■ **Brief**
Your answer should be the records, restated word for word.

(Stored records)
== == ==
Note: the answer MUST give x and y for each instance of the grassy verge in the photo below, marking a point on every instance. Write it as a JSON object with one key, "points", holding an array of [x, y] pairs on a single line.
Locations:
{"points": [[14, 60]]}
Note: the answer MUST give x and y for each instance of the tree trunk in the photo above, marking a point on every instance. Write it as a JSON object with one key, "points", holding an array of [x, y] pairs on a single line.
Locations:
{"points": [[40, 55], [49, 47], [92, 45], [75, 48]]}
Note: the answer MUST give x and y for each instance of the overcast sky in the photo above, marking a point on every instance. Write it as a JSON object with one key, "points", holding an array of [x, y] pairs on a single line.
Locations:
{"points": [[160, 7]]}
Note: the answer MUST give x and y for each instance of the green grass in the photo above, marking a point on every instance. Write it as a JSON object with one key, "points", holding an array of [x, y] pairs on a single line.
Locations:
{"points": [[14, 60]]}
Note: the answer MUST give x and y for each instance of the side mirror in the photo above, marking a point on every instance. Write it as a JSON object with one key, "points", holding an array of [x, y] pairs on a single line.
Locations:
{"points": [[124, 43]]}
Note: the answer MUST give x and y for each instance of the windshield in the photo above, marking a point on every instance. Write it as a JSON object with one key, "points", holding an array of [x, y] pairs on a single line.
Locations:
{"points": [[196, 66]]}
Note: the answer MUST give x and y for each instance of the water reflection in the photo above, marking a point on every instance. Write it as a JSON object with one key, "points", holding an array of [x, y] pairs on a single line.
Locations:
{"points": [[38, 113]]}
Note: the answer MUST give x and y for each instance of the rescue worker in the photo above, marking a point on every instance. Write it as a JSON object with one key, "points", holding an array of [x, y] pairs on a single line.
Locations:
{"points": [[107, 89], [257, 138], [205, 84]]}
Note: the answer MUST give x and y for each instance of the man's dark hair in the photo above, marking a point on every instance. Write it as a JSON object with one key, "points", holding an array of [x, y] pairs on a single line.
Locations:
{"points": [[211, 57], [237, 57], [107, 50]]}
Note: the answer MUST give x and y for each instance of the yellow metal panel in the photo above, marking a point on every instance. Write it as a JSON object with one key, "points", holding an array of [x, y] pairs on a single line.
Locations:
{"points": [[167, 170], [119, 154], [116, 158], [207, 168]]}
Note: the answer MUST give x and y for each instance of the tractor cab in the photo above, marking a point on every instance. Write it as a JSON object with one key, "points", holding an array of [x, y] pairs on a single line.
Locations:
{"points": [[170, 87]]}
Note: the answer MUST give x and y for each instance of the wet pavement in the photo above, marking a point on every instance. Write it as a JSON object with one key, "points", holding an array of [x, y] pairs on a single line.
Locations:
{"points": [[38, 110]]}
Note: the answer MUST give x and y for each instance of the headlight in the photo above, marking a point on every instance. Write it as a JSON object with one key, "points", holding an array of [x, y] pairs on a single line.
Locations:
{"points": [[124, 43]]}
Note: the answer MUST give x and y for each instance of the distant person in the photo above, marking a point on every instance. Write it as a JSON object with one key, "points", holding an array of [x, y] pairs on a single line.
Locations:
== == ==
■ **Answer space**
Note: the answer MUST give x and y for each instance of the grassy verge in the photo below, marking a point on every instance. Write it as a JSON object with one key, "points", holding an array of [x, y] pairs on a single line.
Locations:
{"points": [[14, 60]]}
Note: the answer MUST give x and y for each instance of the tree trunk in the photo above, marking a point on every instance. Write it as a JSON object with one key, "points", holding an array of [x, y] pairs on a single line.
Locations:
{"points": [[40, 55], [49, 47], [92, 45], [75, 48]]}
Note: the answer MUST give x and y for each instance of the overcast sky in the photo above, marking a point on every instance. Write it as a JSON object with one key, "points", holding an array of [x, y] pairs on a single line.
Locations:
{"points": [[160, 7]]}
Note: the answer MUST give x and y for each instance of the green grass in the photo above, marking a point on every instance. Write it as a JSON object with one key, "points", holding an array of [x, y] pairs on a single line.
Locations:
{"points": [[14, 60]]}
Note: the answer MUST give x and y for each instance of the side mirror in the photo above, marking a point on every instance. Write it as a JSON object with one key, "points", holding an array of [x, y] pairs on a single line.
Locations:
{"points": [[124, 43]]}
Note: the answer MUST give x and y for each instance of the windshield in the photo above, marking a point on every instance. Write it as a JSON object with one key, "points", holding an array of [x, y] pairs on a single line.
Locations:
{"points": [[196, 66]]}
Note: the answer MUST give x and y for each instance of the water reflection in the photo above, marking a point on every instance. Write it as a JSON object with one key, "points", holding an array of [x, y] pairs on a single line.
Locations:
{"points": [[38, 113]]}
Note: the answer MUST give x and y for each instance of the rescue worker in the photo above, marking a point on every instance. Write it as a JSON object with one key, "points", holding an array of [x, y] pairs on a single line.
Locations:
{"points": [[107, 89], [257, 138], [205, 84]]}
Note: the answer MUST give x and y for each instance of the man's dark hair in the photo above, marking a point on every instance. Write it as a JSON object with one key, "points", holding an array of [x, y] pairs on a single line.
Locations:
{"points": [[211, 57], [237, 57], [107, 50]]}
Note: the answer MUST give x and y for each instance of the yellow metal panel in the photo above, marking a point on every instance. Write it as a JSON object with one key, "points", holding an array of [x, y] pairs on a single line.
Locations:
{"points": [[167, 170], [119, 154], [116, 158], [207, 168]]}
Note: the answer MUST give x and y for each instance of the tractor cab in the photo above, marking a point on every instance. Write it as a JSON object with one key, "points", holding an array of [x, y] pairs on a single line.
Locations:
{"points": [[170, 87]]}
Note: the answer MUST give x and y for each instance of the wet pavement in the photo above, marking a point on every instance. Write it as a JSON object with one key, "points", holding an array of [x, y] pairs on a single line.
Locations:
{"points": [[38, 110]]}
Note: the answer MUST give x and y for each instance of the headlight in the photo above, marking a point on every instance. Write it as a JSON object with one key, "points", holding an array of [x, y] pairs on a single line.
Locations:
{"points": [[124, 43]]}
Note: the answer MUST give x and y for each instance of the distant person in the photo above, marking a point on every instance. Write it as a JSON object with one key, "points", holding an array of [x, y] pairs on a single line.
Locations:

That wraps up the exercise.